- **Attività da svolgere**
Copi parola per parola, dal brano sui piatti di maiale reggini, il tratto da "Le frittole di" a "aggiunta di acqua.".

- **Brano**
+ + + + + + +

Altri prodotti caratteristici sono le salsicce secche o soppressate, i salami piccanti variamente aromatizzati e a diversa stagionatura, capicolli e pancette.

LE FRITTOLE

Le frittole di maiale sono un piatto tipico della città di Reggio Calabria e delle zone limitrofe, si ottengono riscaldando la cotenna del maiale in un pentolone di rame stagnato, detto caddara.

Il pentolone viene foderato al suo interno dalla cotenna del maiale, facendo attenzione a che il grasso sia rivolto verso l’interno. In tal modo esso si scioglie senza aggiunta di acqua.

Quando il grasso è parzialmente sciolto si dispongono, con particolari accorgimenti in relazione alle dimensioni ed al tipo di carne, le costine e le parti meno nobili del maiale (collo, guancia, lingua, muso, orecchie, gamboni, pancia, rognoni e tutte quelle parti che non possono essere consumate in altro modo) e si lasciano bollire a fuoco lentissimo nel grasso per almeno sei ore, aggiungendo solo sale e rimescolando frequentemente. Con questo procedimento la carne si impregna del sapore del grasso e diventa molto tenera, rendendo edibili anche le parti cartilaginee. Secondo tradizione la caddara,ovvero il pentolone, viene posta  fuori dalle abitazioni contadine durante la macellazione ed anche davanti alle varie macellerie della città, che il sabato preparano la cottura per servire già a metà mattinata le frittole, accompagnate a pane e cosparse di pepe nero. Le frittole sono da consumarsi preferibilmente calde.Le frittole a Reggio Calabria vengono consumate tradizionalmente in occasione della Festa della Madonna della Consolazione, patrona della città e più in generale durante alcuni periodi di festività (Natale, e soprattutto nel periodo di Carnevale, particolarmente nel giorno di Giovedì Grasso). In questi periodi, lungo le strade del centro cittadino è possibile sentirne il profumo che contribuisce a creare il pittoresco e caratteristico ambiente festivo popolare.

IL SOFFRITTO

Tipica prelibatezza dell’antica cucina reggina, Il soffritto, nell’accezione classica, è l’insieme di spezie ed ortaggi che serve per soffriggere qualcosa: dalla carne al pesce, agli intingoli per i diversi piatti di pasta. A Reggio Calabria ‘u suffrittu’ è un piatto gourmet, espressione di quella cucina tradizionale che non passa mai di moda e che ha come base la carne di maiale. Si tratta, infatti, di un succulento spezzatino a base di carne e di interiora di suino. La pietanza, un tempo, si preparava soprattutto durante la stagione invernale in concomitanza con l’uccisione del maiale.

+ + + + + + +

- **Estratti dei record**
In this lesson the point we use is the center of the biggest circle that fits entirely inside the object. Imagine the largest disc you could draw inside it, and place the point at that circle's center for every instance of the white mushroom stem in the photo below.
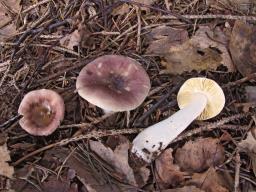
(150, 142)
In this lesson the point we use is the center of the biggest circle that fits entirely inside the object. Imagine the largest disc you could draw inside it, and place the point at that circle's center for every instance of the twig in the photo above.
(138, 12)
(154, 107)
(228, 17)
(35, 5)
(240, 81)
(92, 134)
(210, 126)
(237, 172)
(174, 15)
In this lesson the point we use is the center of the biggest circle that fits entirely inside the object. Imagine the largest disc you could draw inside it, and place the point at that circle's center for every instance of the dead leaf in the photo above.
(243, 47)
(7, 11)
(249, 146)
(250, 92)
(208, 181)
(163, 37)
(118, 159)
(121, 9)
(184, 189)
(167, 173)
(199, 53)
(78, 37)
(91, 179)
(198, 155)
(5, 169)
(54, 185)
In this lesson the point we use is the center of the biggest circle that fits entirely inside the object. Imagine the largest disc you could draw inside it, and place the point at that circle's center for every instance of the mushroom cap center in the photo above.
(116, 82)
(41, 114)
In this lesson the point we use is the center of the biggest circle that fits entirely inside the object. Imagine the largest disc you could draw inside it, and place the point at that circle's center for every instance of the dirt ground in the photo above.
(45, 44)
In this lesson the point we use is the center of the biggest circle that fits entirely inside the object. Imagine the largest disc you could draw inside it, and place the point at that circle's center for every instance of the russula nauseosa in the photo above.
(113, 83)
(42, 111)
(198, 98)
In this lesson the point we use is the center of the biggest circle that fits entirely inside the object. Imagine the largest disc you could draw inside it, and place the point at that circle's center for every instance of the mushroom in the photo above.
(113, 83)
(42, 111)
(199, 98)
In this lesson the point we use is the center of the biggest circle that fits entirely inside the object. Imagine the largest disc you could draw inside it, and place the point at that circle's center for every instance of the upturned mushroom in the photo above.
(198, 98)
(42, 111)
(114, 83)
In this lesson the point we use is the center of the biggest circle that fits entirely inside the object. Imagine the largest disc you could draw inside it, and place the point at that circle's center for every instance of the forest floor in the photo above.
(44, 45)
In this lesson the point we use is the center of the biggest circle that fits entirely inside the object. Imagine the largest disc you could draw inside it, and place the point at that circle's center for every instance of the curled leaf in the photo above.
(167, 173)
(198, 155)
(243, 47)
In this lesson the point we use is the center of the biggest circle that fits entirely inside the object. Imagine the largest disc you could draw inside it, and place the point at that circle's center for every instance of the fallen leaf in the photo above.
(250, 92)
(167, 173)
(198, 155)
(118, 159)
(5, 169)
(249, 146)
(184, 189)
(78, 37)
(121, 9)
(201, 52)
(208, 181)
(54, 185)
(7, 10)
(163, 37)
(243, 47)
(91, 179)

+ + + + + + +

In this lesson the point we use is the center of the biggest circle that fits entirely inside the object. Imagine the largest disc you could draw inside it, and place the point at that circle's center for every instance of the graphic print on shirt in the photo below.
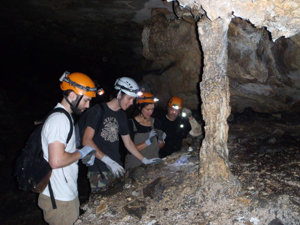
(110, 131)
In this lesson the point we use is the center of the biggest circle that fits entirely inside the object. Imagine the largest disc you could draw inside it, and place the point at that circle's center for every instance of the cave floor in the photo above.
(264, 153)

+ + + + + + +

- **Risposta scritta**
Le frittole di maiale sono un piatto tipico della città di Reggio Calabria e delle zone limitrofe, si ottengono riscaldando la cotenna del maiale in un pentolone di rame stagnato, detto caddara.

Il pentolone viene foderato al suo interno dalla cotenna del maiale, facendo attenzione a che il grasso sia rivolto verso l’interno. In tal modo esso si scioglie senza aggiunta di acqua.